Page extract:

I’ve been long meaning to do this. There are a huge amount of propulsion concepts and terms floating around so this is my small part of trying to clear up and order this corner of the internet. Namely, high speed aircraft and rocket engines and their advantages and disadvantages in very short form. This is by no means a well researched and meticulously checked post, as I don’t have time for one right now.
This is how I’d order most of them (you can click to get a bigger picture):
So, to explain the diagram:
Tu – Turbine Engines
They are the normal jets that airliners and fighters carry. They have a compressor, a burner and a turbine. A compressor can have many stages, and so can the turbine too. The hot exhaust from the burner turns the turbine which turns the compressor via a shaft. An afterburner adds thrust but adds fuel consumption too. A fan adds thrust with little addition of fuel consumption. Usually slow planes that need long range have turbofans and fast planes have turbojets. Well, except nowadays modern fighters have turbofans with afterburners since they have reached acceptable speeds and fuel consumption is more important.
Operating speed range is approximated from 0 to about Mach 2.5. Speed is usually limited by turbine temperature.
Examples.
Turbojet: P&W J57 in B-52, F-100, F-101, F-102 and many more.
Turbofan: GE F110 in F-16; Rolls Royce Trent in Boeing 777, Airbus A330,340 and 380.
Tr – Turborockets
These are not in use anywhere that I know of. They are a cross between a rocket and a turbofan. They have been proposed for wide speed ranges. Since they don’t have a turbine in the free flow, they could in theory reach higher speeds.

Exercise 1: How many lines in the entries below contain the string "column"? Reply with the number only.

Provided records:
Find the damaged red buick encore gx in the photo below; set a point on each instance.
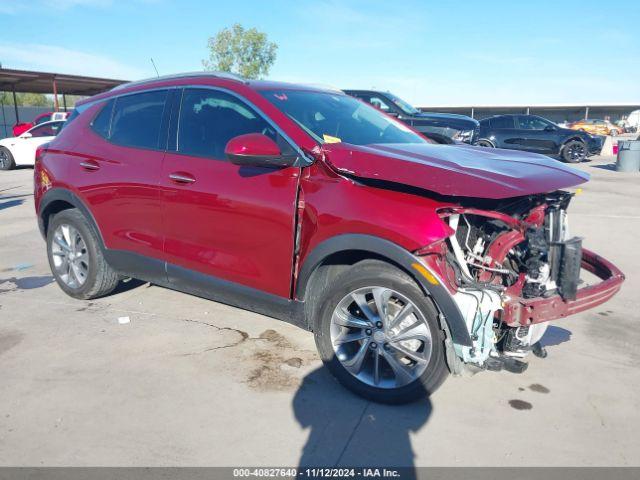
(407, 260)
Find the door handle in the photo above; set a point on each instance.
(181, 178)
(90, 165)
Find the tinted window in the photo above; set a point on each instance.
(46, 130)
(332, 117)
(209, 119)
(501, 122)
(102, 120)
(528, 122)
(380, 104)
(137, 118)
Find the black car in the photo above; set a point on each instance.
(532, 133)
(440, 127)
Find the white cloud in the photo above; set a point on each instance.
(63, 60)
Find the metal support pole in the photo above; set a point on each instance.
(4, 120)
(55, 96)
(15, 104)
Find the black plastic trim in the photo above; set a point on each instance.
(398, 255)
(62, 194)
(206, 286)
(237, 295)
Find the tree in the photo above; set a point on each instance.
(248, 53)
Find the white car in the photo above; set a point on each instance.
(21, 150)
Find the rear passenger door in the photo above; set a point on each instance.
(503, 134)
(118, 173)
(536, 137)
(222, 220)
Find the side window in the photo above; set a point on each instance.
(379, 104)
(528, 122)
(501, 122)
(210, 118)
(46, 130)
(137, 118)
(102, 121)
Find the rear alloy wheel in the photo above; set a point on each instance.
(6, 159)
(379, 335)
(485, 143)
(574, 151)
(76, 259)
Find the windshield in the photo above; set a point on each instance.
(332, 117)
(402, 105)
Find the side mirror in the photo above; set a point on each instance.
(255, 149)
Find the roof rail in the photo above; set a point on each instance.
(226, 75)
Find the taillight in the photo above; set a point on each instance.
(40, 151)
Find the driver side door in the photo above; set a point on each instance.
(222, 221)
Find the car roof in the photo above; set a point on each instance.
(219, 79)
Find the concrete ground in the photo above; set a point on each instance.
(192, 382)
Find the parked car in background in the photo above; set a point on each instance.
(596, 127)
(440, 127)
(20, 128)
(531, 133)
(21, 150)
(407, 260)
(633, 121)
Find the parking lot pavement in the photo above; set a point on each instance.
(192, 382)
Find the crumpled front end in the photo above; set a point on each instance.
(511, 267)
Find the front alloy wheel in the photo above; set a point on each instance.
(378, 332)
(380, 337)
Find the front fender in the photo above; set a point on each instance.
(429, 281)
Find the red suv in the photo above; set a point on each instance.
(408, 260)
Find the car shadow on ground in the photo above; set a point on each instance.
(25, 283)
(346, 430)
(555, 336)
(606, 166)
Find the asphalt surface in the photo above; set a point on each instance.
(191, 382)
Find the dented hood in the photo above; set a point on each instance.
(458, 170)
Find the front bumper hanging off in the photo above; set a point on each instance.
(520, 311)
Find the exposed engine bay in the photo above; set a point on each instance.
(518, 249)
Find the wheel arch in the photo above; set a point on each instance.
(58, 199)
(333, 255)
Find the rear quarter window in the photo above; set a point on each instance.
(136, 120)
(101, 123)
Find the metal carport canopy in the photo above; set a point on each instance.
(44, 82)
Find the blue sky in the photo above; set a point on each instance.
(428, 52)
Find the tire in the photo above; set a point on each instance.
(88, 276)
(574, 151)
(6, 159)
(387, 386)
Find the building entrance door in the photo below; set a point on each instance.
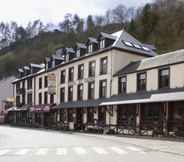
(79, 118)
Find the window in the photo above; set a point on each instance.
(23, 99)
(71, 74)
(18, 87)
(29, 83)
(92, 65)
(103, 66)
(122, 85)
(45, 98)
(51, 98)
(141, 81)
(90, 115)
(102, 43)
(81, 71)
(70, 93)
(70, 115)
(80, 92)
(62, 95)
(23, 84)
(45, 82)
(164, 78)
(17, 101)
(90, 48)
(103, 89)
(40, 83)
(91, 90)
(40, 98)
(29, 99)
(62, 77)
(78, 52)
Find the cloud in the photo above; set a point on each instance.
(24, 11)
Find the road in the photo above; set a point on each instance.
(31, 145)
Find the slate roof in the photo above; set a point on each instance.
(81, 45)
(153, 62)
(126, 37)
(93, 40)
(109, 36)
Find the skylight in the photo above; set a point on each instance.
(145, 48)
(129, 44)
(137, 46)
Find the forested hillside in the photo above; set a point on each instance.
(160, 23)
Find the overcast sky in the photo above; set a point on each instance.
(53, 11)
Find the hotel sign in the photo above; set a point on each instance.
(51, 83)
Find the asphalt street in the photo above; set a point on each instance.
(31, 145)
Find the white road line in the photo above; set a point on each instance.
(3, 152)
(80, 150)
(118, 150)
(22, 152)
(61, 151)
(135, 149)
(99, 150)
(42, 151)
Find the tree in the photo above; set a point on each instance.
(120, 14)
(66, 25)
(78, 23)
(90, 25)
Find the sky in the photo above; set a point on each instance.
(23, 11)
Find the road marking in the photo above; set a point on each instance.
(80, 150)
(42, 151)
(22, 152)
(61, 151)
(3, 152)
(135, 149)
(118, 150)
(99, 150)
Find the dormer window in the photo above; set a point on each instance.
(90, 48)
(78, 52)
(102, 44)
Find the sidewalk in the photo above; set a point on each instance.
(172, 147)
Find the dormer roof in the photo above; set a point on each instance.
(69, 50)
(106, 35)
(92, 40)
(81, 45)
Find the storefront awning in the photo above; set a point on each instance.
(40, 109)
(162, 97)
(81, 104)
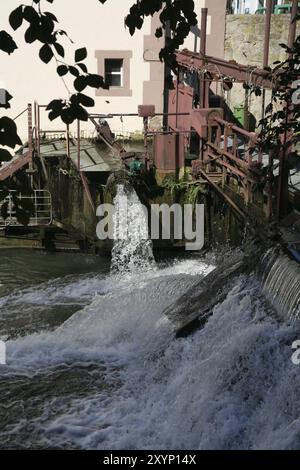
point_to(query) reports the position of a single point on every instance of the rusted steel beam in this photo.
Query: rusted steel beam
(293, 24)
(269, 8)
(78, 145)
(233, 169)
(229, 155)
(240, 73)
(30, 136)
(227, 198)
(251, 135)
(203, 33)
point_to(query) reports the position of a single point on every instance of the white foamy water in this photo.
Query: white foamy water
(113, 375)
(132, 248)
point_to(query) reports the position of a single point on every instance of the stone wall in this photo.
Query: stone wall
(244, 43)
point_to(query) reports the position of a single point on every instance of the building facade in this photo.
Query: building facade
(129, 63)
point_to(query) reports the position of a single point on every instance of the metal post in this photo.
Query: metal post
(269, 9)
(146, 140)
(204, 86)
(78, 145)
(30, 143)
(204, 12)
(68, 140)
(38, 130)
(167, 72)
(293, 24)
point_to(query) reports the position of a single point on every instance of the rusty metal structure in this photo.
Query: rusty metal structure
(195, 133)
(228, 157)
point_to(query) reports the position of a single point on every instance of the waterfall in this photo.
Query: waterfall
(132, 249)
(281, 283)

...

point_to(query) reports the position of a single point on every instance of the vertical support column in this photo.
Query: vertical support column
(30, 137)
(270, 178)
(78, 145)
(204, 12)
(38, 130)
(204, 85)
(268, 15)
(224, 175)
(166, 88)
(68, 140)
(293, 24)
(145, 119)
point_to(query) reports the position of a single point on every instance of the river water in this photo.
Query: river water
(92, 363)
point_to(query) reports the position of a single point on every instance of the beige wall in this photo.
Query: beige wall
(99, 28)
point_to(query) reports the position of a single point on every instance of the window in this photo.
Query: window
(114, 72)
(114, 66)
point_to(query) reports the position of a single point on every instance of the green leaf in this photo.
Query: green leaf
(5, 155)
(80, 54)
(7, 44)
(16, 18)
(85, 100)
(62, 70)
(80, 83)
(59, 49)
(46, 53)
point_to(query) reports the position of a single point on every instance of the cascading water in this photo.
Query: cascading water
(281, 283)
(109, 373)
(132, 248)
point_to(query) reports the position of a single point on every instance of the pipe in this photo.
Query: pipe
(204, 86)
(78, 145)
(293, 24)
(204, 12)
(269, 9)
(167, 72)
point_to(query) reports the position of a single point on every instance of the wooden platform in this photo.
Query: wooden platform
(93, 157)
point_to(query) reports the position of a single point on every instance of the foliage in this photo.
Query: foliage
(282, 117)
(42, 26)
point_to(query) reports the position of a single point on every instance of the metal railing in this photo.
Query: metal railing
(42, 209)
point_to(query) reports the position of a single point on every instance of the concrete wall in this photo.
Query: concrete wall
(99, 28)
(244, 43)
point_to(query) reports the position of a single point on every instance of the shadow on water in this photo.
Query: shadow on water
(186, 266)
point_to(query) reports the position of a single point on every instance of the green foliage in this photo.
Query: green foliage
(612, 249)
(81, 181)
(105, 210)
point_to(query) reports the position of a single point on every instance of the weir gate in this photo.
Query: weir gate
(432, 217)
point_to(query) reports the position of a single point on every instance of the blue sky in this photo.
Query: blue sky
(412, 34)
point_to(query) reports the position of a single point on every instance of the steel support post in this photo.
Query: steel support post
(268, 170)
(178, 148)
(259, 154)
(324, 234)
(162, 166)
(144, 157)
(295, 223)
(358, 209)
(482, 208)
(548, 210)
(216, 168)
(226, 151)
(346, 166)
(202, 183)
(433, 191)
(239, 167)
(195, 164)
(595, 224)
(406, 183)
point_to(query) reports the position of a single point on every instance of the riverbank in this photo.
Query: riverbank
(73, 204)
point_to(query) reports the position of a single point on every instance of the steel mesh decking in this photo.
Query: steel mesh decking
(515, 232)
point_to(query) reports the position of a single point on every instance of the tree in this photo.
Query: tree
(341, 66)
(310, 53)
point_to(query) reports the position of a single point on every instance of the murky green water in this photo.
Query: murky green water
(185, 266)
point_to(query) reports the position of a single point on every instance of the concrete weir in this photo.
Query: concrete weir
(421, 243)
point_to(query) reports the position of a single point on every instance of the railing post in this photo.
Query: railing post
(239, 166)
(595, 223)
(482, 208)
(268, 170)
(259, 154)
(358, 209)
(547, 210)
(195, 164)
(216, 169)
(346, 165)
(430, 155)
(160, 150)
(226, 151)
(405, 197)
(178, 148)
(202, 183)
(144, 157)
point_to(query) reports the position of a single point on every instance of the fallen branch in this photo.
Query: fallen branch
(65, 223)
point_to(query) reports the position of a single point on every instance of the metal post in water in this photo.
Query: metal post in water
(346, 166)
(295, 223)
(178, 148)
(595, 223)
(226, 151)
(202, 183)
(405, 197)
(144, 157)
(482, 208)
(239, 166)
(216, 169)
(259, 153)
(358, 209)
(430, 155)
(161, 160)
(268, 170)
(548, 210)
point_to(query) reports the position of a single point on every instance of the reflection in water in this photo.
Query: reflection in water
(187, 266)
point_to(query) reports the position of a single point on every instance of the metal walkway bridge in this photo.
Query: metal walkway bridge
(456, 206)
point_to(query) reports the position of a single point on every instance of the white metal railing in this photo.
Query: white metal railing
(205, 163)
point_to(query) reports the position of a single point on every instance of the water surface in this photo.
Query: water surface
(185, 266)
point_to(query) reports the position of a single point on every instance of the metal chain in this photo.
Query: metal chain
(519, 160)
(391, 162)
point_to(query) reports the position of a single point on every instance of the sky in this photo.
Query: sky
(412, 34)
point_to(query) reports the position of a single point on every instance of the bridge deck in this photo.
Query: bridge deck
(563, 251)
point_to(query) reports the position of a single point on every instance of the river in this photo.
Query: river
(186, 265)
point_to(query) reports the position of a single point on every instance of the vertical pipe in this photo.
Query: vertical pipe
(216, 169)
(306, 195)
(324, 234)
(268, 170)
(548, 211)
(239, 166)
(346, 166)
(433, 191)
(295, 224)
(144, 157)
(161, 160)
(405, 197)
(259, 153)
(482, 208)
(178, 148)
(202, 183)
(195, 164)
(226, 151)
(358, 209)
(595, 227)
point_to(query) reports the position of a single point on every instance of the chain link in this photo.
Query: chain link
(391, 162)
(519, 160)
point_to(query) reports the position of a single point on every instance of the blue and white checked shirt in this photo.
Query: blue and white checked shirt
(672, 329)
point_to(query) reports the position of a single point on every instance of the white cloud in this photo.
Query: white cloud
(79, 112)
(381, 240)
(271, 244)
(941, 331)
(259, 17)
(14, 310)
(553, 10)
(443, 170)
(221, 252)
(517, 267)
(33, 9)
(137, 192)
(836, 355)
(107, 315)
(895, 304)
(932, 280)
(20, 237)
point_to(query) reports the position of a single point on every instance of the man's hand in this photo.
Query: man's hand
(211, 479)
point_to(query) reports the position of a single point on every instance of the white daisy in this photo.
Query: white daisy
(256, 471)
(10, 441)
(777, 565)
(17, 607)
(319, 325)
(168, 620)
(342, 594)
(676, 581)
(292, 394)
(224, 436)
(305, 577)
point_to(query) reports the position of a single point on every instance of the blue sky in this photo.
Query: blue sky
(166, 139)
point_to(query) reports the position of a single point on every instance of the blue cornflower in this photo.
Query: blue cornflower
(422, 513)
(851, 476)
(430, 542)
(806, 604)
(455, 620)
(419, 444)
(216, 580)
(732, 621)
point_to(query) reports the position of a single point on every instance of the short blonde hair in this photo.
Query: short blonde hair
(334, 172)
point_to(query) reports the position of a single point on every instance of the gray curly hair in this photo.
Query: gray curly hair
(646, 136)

Exercise 2: Extend the blog post on high-speed aircraft and rocket engines, starting right after its final sentence.

Output 1: 2

Output 2:
In a Gas Generator Air Turbo Rocket (GG-ATR) there is both oxidizer and fuel flow from the tanks to a gas generator, that then burns them and turns a turbine which turns the compressor. This is usually the way chosen with hydrocarbon (kerosene) high speed concepts. Note that this thing needs oxidizer.
In an E-ATR the fuel circulates around the hot sides of the engine and expands to turn the turbine. Usually hydrogen is the fuel used here because of its good expander characteristics. (The RL-10 rocket engine expands hydrogen to turn its turbopumps likewise.)
The configuration in the picture is only notional. Often a compresor with tip-turbines has been proposed, this means that the gas generator exhausts along the outer rim of the compressor. The compressor is made so the tips function as a turbine for the gg exhaust, while the inner disc functions as a normal compressor. Thus you save a lot on component mass and moving parts and get rid of a possible gearbox.
In theory these could have a very wide speed range. From zero to some Mach. At the end you run into compressor problems, but it should be later than the turbine problems with turbine engines.
Example:
Marquardt SERJ proposed for X-15 follow-ons. Though this had an air breathing drive gas generator (it had tip turbine in the compressor).
Note that as far as I know, the terminology about these engines is not very well determined and this is just my interpretation from what I have read.
Ro – Rocket
I’ve only shown a simplified entry in this category for comparison purposes. In reality of course rockets need “compressors” of their own kind, which are propellant pumps, and the rockets usually use gas generator, expander or staged combustion cycles to power the turbopump.
A rocket needs to carry all its oxidizer and fuel (which also are its reaction mass), which means a big craft and high thrust engines and problems, especially when cruising for a long time. But a rocket is very good for an acceleration mission: it can produce huge amounts of thrust, weigh very little and operate at any speed – and best in a vacuum.
Examples:
GG: Rocketdyne F-1
Expander: P&W RL-10
Ra – Ramjet and Scramjet
This is also a very simplified view. A ramjet or scramjet doesn’t have any moving parts. It uses the inlet to compress the incoming air. The problem is, it can’t start while stationary. And it is inefficient at slow speeds too. They can also be quite big since the compression ratios are not very good usually. But at high mach, they are good, when the inlet can provide as much compression as a normal jet compressor.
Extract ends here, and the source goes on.